**TEXT SEGMENT**

The QM7 dataset37 was randomly divided into a training set of 5732 molecules and a test set containing the remaining 1433 compounds, corresponding to an 80–20% split. For each molecule, we constructed the SPAHM representations by diagonalizing the different “guess” Hamiltonians in a minimal basis set (MINAO46) and using the sorted occupied eigenvalues as the KRR fingerprint. The occupied orbital energies carry information about both the atom types (core-orbital eigenvalues), the general electronic structure of the molecule (core and valence), and the total number of electrons. In addition, the eigenvalues of a Hamiltonian are naturally invariant under all real-space transformations (permutation, translation, rotation) and the size of the occupied set is independent of the choice of the atomic orbital basis.
The learning curves for all the SPAHM representations are reported in Fig. 1. In addition, we report the curves of the original version (eigenvalue) Coulomb matrix (CM)37 and SLATM,40 as the first has a similar size and diagonalization philosophy as SPAHM and the second is an example of a widely-used global representation.
Fig. 1 (Left) Learning curves in logarithmic scale of (a) atomization energies, (b) dipole moments, (c) HOMO energies, and (d) HOMO–LUMO gaps. The color code reflects the different representations. (Right) Illustrative example of the sizes of the CM, SPAHM, and SLATM representations. All the Hamiltonians were evaluated in the MINAO46 minimal basis. |
In Fig. 1, the SPAHM representations are indicated by the type of approximate Hamiltonian used for their construction. Although it is rather complex to establish a definitive hierarchy of self-consistent-field guesses, it is always possible to provide a more qualitative trend based on the amount of physics that each guess includes. The diagonalization of the core (Hcore) and the generalized Wolfsberg–Helmholz (GWH).58 Hamiltonian matrices are the simplest approximations, as they do not try to model any two-electron term. Building on the GWH guess, the parameter-free extended Hückel method uses approximate ionization potentials as diagonal terms and it is generally more robust.59,60 The superposition of atomic densities (SAD)61–63 is another popular choice that however only produces a density matrix (DM). Nonetheless, it is rather straightforward to construct a complete Hamiltonian matrix (including the one- and two-electron terms) by contracting the SAD density matrix with a potential of choice (Hartree–Fock or any exchange-correlation density functional). We report the SAD learning curve in Fig. 1 using the PBE0 potential, as all the properties were computed with this functional. Finally, the superposition of atomic potentials (SAP)60,64 and the Laikov–Briling (LB)65 guesses use effective one-electron potentials to construct sophisticated, yet computationally lightweight, guess Hamiltonians.
Besides the internal hierarchy, the accuracy of all the SPAHMs is always comprised between SLATM and the eigenvalues of the Coulomb matrix. While SLATM consistently outperforms the SPAHM representations, the difference with the most robust guesses (LB and SAD) is usually much smaller than the accuracy of the functional itself (∼5 kcal mol−1).66 Importantly, SLATM is also three orders of magnitude larger than SPAHM on QM7. The significant difference in the extent of the representation is crucial from an efficiency perspective, as the number of features dictates the computational effort of constructing the kernel matrix for an equal size of the training set. While lightweight, efficient, and naturally accounting for the charge state of molecules, we only tested a few well-known Hamiltonians for building SPAHM. As the performance of SPAHM is largely independent of the choice of the basis set or potential (see ESI†), it is necessary to consider alternative strategies to improve its accuracy. The heavy dependence of the learning on the quality of the parent Hamiltonian suggests that the construction of “better guesses” is the correct direction. Nonetheless, as discussed in Section 3.2, better guesses does not necessarily mean “improved quantum chemical approximate Hamiltonians” (i.e. closer to the converged Fock matrix), but rather the construction of simpler, systematic Hamiltonians specifically optimized for the learning task.

**RECORDS PROVIDED**
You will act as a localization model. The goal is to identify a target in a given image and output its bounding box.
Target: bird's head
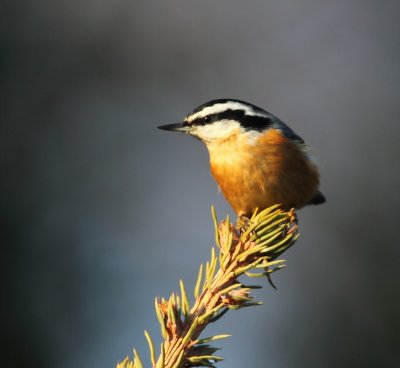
[158,99,301,145]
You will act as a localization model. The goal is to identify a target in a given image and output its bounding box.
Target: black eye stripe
[190,109,274,130]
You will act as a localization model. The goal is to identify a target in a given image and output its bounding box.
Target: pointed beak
[157,123,190,133]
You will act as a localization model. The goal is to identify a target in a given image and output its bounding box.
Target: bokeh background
[0,0,400,368]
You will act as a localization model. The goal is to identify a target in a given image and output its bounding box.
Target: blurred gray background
[0,0,400,368]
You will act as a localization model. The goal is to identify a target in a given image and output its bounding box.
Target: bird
[158,99,326,218]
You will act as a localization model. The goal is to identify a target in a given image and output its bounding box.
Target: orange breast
[208,129,319,216]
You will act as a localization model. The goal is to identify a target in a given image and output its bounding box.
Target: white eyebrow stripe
[187,101,271,122]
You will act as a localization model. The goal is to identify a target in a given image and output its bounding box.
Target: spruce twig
[117,205,299,368]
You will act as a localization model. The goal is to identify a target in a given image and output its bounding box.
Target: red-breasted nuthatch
[159,99,325,217]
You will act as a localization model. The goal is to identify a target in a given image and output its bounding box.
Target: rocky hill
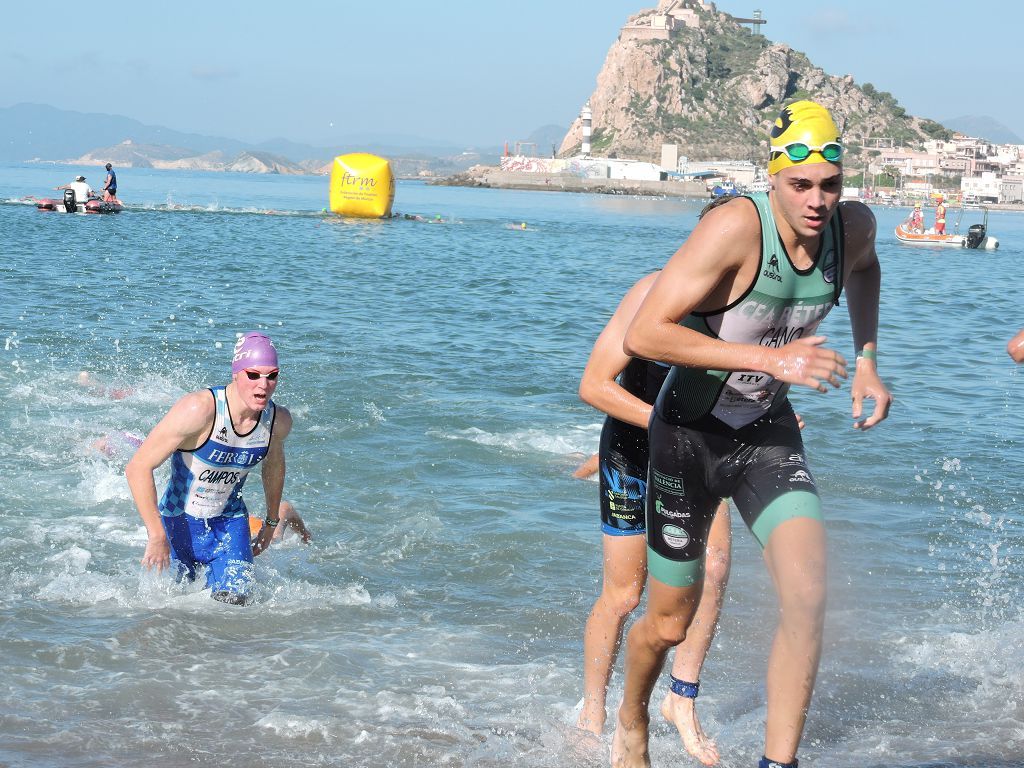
[65,139,307,174]
[560,0,950,163]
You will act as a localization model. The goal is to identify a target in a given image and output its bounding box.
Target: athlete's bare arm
[624,199,846,391]
[840,203,893,429]
[580,272,657,429]
[125,390,216,571]
[253,406,292,555]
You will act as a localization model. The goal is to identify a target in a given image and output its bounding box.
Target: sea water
[0,166,1024,768]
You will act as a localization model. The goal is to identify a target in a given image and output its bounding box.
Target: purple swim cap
[231,331,278,374]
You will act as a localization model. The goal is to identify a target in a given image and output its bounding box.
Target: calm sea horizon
[0,165,1024,768]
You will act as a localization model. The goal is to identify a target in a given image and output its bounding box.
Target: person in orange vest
[910,203,925,233]
[935,195,946,234]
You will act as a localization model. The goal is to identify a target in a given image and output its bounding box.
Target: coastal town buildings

**PARTS OF THE EXERCISE**
(1) According to the SPAHM passage, how many molecules were placed in the training set?
(2) Rewrite everything in the SPAHM passage from "The learning curves" down to "widely-used global representation.", substituting "commonly used" for "widely-used".
The material is separate from the SPAHM passage.

**RESULTS BY TASK**
(1) 5732 molecules.

(2)
The learning curves for all the SPAHM representations are reported in Fig. 1. In addition, we report the curves of the original version (eigenvalue) Coulomb matrix (CM)37 and SLATM,40 as the first has a similar size and diagonalization philosophy as SPAHM and the second is an example of a commonly used global representation.